KUTIPAN TEKS:
※

2.      Membasmi infitrasi pikiran dan system didup yang bertentangan dengan ajaran Islam.
3.      Memperjuangkan kemerdekaan para Da’I dari tekanan-tekanan apapun dan halanagn pelaksanaan misi dan fungsi masjid.
4.      Menjaga kehormatan masjid dari setiap tindakan yang merugikan demi kesucian dan mengembalikan masjid kepada fungsi aslinya.
5.      Membela hak dasar Islam dan mengatasi tindakan serta ketentuan yang mempersempit kemerdekaannya.[14]


BAB III
ASPEK-ASPEK PEMBAHARUAN DALAM PEMIKIRAN ISLAM

A. Pembaharuan di Bidang Keagamaan (Theologi)

※

DATA TERSIMPAN:
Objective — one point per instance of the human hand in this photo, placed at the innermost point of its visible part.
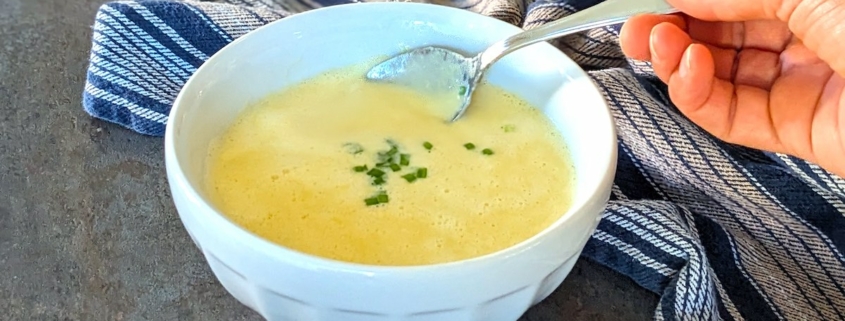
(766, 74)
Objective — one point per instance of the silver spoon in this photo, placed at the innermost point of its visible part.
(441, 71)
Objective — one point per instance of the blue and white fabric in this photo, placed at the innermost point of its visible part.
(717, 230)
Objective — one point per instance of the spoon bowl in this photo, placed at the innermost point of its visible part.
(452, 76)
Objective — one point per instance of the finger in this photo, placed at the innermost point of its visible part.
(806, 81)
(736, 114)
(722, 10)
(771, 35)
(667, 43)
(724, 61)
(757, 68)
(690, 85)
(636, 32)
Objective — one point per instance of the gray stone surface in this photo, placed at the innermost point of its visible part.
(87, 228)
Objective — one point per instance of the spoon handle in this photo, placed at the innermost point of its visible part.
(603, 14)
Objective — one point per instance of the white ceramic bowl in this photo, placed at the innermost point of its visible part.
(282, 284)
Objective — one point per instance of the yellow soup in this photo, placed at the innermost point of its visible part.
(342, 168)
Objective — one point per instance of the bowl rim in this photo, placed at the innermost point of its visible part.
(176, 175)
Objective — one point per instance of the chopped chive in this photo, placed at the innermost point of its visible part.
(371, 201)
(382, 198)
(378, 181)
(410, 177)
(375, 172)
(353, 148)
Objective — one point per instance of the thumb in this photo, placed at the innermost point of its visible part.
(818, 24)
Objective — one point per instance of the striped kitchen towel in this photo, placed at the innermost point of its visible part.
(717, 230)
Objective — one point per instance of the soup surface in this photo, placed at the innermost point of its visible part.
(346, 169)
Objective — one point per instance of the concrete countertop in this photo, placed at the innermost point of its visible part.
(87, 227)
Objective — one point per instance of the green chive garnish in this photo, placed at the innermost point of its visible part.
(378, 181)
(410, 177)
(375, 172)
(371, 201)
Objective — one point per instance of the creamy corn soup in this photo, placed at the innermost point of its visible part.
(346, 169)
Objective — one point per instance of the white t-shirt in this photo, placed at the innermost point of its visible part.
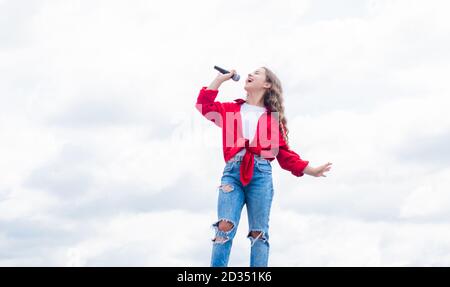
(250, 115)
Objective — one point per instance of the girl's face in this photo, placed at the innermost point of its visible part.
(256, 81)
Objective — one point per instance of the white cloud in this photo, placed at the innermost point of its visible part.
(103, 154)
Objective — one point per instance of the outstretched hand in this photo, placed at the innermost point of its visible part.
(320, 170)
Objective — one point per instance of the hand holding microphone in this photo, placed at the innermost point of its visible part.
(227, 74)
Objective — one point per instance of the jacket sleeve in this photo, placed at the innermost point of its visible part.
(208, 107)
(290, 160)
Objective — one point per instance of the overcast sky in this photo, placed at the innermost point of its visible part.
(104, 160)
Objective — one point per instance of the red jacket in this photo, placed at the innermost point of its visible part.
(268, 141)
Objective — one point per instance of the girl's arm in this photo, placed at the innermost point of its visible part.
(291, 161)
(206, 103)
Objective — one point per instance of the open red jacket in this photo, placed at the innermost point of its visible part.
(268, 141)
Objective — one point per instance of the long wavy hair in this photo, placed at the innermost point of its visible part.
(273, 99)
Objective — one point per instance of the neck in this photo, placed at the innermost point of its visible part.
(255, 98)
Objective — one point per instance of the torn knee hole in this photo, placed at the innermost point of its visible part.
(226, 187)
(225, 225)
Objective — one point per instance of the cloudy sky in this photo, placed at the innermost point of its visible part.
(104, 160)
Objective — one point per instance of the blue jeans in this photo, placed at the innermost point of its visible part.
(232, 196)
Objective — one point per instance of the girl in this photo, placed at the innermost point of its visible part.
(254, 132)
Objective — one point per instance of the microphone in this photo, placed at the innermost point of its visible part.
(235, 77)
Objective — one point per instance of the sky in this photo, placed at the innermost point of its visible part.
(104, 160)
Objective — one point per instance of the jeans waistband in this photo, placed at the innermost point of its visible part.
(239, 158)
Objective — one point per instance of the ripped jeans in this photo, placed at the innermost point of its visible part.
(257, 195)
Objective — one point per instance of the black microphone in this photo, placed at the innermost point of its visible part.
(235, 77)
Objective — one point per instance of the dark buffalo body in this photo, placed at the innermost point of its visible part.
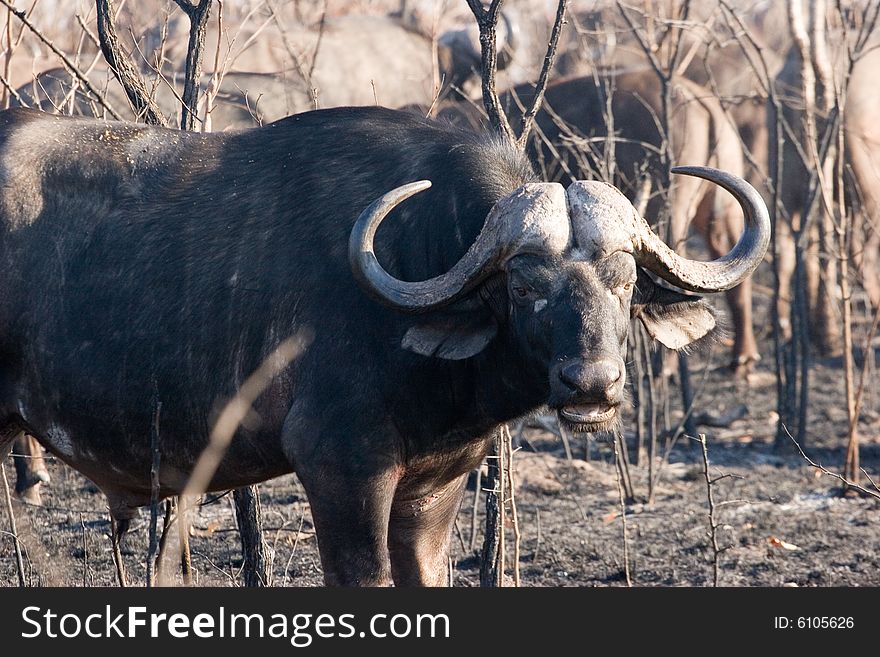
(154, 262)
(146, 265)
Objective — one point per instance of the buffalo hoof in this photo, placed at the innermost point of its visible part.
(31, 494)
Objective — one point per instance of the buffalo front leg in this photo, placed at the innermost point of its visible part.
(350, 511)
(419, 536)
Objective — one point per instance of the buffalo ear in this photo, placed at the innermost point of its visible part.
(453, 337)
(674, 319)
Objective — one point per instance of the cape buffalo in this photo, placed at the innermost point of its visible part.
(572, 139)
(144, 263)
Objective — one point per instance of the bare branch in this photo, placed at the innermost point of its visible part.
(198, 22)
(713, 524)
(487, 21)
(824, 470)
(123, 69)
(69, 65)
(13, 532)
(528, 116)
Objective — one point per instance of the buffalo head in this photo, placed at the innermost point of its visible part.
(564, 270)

※

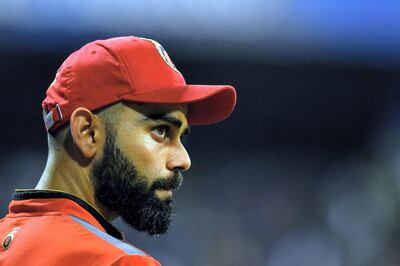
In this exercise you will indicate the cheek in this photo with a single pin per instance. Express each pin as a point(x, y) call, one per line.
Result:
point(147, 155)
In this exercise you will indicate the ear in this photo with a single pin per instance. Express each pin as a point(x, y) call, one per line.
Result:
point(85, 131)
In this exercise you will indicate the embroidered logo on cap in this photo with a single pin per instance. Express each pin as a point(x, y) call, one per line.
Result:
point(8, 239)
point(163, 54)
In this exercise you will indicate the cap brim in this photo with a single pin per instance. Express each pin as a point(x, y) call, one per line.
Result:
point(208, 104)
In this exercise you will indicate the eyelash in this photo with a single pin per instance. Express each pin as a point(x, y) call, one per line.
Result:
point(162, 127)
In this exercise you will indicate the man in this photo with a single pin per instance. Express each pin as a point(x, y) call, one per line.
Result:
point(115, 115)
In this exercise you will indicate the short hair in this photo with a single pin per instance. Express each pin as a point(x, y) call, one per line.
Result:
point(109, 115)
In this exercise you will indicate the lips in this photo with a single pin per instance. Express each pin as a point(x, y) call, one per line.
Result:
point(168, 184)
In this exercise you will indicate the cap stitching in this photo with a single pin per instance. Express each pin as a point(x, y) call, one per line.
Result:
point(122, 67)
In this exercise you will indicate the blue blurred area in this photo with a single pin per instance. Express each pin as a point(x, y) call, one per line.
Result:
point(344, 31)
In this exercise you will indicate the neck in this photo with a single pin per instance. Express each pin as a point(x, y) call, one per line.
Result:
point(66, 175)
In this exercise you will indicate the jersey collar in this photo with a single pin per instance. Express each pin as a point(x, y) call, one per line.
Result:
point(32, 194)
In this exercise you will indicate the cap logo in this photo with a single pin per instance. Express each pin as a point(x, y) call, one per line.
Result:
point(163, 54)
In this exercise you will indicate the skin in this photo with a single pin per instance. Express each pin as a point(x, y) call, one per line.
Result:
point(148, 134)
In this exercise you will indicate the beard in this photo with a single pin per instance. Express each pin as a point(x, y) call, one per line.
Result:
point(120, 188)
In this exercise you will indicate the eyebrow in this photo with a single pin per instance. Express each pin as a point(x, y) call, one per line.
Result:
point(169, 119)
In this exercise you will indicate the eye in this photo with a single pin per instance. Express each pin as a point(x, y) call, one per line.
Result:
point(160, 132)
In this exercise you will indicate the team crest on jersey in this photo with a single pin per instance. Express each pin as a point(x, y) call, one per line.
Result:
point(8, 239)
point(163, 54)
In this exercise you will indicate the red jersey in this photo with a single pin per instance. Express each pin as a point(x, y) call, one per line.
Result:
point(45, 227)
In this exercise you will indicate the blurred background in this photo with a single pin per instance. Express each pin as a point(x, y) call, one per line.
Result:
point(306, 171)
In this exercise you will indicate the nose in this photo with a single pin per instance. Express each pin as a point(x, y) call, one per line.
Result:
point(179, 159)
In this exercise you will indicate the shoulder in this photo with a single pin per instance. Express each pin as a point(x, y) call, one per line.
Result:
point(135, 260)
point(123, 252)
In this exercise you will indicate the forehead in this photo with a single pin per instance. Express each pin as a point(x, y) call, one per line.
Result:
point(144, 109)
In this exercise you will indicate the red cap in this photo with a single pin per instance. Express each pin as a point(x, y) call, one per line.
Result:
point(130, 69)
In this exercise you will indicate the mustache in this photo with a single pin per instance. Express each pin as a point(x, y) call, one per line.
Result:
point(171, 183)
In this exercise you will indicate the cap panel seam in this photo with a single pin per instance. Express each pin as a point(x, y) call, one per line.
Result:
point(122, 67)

※

PERSYARATAN A: Bisakah Anda menerjemahkan kalimat dari kutipan teks ini ke dalam bahasa Inggris: "Menjaga kehormatan masjid dari setiap tindakan yang merugikan demi kesucian dan mengembalikan masjid kepada fungsi aslinya."?
PERSYARATAN B: Apa judul BAB III dalam kutipan teks?

JAWABAN LENGKAP A: Safeguarding the honor of the mosque from every harmful act for the sake of its sanctity, and restoring the mosque to its original function.

JAWABAN LENGKAP B: Aspek-Aspek Pembaharuan dalam Pemikiran Islam.